─── MATERIAL SUPPLIED
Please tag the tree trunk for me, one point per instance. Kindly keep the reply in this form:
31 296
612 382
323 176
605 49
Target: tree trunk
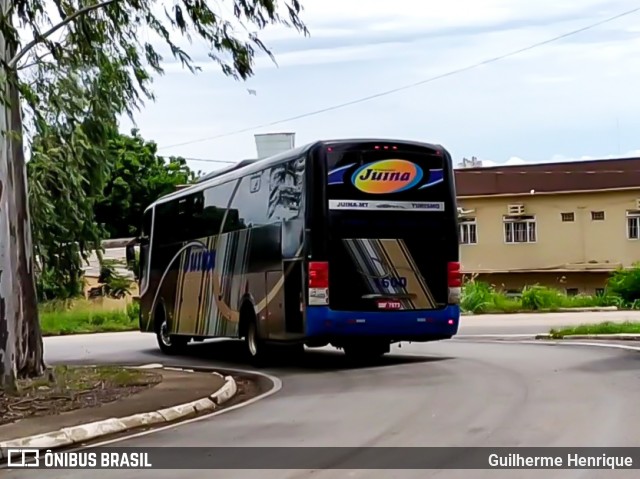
21 349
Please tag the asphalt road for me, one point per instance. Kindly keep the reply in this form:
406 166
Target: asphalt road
451 393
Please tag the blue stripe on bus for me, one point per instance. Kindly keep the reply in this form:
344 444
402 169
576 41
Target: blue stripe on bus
322 321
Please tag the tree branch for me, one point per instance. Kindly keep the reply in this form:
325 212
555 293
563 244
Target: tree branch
18 56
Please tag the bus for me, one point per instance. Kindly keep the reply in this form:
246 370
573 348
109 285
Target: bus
348 243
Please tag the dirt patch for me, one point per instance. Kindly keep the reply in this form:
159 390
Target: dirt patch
69 388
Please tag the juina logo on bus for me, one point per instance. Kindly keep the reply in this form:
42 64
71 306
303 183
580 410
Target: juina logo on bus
387 176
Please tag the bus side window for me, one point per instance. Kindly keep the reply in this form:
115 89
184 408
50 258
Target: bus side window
286 190
255 183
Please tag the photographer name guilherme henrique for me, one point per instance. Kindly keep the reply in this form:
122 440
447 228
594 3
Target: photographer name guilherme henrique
571 461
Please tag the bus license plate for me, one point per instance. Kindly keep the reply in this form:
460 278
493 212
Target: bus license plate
389 305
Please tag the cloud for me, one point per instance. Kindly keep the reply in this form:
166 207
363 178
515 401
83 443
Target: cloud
576 96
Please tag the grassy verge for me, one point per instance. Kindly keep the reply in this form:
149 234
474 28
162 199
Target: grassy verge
85 316
68 388
598 328
72 380
479 298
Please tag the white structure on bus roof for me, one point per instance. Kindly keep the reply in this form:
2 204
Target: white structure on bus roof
269 144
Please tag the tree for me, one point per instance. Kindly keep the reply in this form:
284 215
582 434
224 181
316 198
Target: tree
92 40
139 177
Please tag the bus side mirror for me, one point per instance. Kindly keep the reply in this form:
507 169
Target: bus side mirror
131 254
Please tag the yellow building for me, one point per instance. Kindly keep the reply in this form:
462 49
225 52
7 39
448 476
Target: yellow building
564 225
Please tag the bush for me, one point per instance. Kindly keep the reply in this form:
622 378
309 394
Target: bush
538 297
133 312
625 283
479 297
84 316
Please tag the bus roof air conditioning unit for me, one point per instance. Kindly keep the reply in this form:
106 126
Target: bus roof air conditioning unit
515 210
270 144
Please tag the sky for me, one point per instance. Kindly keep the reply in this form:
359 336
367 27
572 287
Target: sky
577 98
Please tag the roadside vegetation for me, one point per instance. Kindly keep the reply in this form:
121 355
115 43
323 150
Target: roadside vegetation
115 311
598 328
622 292
67 388
86 316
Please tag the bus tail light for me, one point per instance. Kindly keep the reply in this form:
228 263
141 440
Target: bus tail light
454 281
318 283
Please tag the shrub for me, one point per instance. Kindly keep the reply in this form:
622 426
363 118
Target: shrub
538 297
625 283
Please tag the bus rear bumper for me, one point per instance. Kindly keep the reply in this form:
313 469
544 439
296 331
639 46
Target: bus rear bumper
323 322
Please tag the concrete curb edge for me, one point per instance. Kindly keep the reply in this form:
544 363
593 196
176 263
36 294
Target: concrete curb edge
582 337
69 436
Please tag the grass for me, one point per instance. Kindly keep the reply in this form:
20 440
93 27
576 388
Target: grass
479 298
104 315
85 316
598 328
76 379
67 388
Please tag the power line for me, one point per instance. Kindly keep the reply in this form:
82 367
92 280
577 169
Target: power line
205 160
413 85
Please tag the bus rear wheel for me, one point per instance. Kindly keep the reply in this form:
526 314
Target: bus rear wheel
169 344
255 347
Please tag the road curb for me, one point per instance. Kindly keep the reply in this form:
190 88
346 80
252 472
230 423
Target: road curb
582 337
69 436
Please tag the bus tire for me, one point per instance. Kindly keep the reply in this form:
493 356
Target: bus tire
──────
# TASK OBJECTIVE
Images in the records should not be copied. Repeat all the rest exactly.

# WRITTEN SOLUTION
Please tag the tree trunk for me, one point per instance. Kindly keep the reply in this form:
31 296
612 382
323 176
605 49
Target: tree trunk
21 349
Please tag the asphalt road for me, one point per instance. Kindly keep the reply in this form:
406 166
Target: asphalt road
451 393
Please tag the blue stripe on bus for me, one point per instance. Kindly keep the reply in this form:
344 444
402 169
576 41
Target: blue stripe on bus
322 321
Please tag the tree branch for me, one point per instance. Kindly keep the reply in this form:
325 212
555 293
563 244
Target: tree branch
18 56
Please tag the bus for me, one point per instance. Kindly keep the reply in this form:
246 370
573 348
109 285
Target: bus
348 243
Please tag the dirt patch for me, one point per instance. Kindly keep the reply in this form:
159 390
Target: dirt patch
69 388
Please tag the juina logo on bus for me, one point per instance. Kindly keep the reply in this form:
42 64
71 306
303 183
580 410
Target: juina logo on bus
387 176
Please tag the bus side window for me, one point per instance. Kindly keep the reply in this form:
115 89
184 408
50 258
Target: bus side window
286 190
255 183
Please tag the photographer name guilherme henrique for me, one point per instance. Kindly keep the reply in this form:
122 440
447 228
594 3
Target: photographer name guilherme henrique
571 461
Please tag the bus license plate for me, one point per instance. Kindly keep the reply in this form:
460 278
493 212
Target: bus license plate
389 305
Please tag the cloud for me, one point per instance. Kindly keep the reply in this form:
166 207
363 178
515 401
83 443
Target: cloud
576 96
Please tag the grassy verge for me, one point per instance. Kindly keep the reply in this form:
149 234
474 28
162 199
Target: grassy verge
85 316
68 388
598 328
72 380
479 298
Please tag the white structure on bus roof for me, one point per instance. Kindly keep the reply in this form:
2 204
Target: white structure on bus roof
269 144
Please tag the tree for me, one point per instance. Kindly keep the reply in this form:
284 215
582 434
224 181
316 198
Target: tree
92 40
139 177
Please tag the bus side mirror for me, one point per instance. Kindly keep the reply in this form:
507 169
Target: bus side mirror
131 254
Please tag the yellow building for me, one point per instance. Kindly keep the reply in this form:
462 49
225 52
7 39
448 476
Target: yellow building
564 225
Please tag the bush for me, one point per instance. Kindly keep the reply in this form:
622 378
309 394
Target: bush
538 297
133 312
625 283
479 297
84 316
Please tag the bus roof air conditioning unit for me, one point per instance. Kindly keep the reply in this form:
106 126
Target: bus roof air conditioning unit
515 210
270 144
Please tag the sky for me, one point per instance. Kindly keep the reply in this form:
359 336
367 27
572 287
Target: sky
577 98
Please tag the roadside vegetation for me, one point per instance. Kindly keep the reply in this form:
121 355
115 43
323 150
Target: roadside vegetation
115 311
598 328
622 292
67 388
86 316
Please tag the bus tail light for me, one point per instance. Kindly keep the reply in this form:
228 263
141 440
Target: bus tail light
454 281
318 283
Please tag the shrub for me, one point per instance. Kindly keep the reply in this form:
622 426
363 118
Target: shrub
538 297
625 283
Please tag the bus rear bumper for me, one point per instance. Kindly keep the reply in this form:
313 469
544 439
296 331
639 46
Target: bus rear bumper
323 322
Please tag the concrete curb edge for me, one point per instance. Kindly keep the reply in this form:
544 363
593 196
176 263
36 294
Target: concrete curb edge
582 337
69 436
Please tag the grass for me, one point per instance. Kindly keep the reply in this form:
20 440
93 27
576 388
Target: grass
479 298
104 315
85 316
598 328
76 379
67 388
Please tag the power line for me, one point per instance. Kindly keep the reply in this form:
82 367
92 280
577 169
Target: power line
205 160
413 85
Please tag the bus rear wheel for me, one point per instance. Kindly keep the reply in this form:
526 314
Target: bus rear wheel
169 344
255 347
Please tag the road curb for me, one point per instance. Kindly keep the reply in this form:
190 88
346 80
252 472
230 423
Target: road curb
582 337
69 436
Please tag the bus tire for me, one point per instance. Kindly keep the reply in this form:
493 356
Target: bus tire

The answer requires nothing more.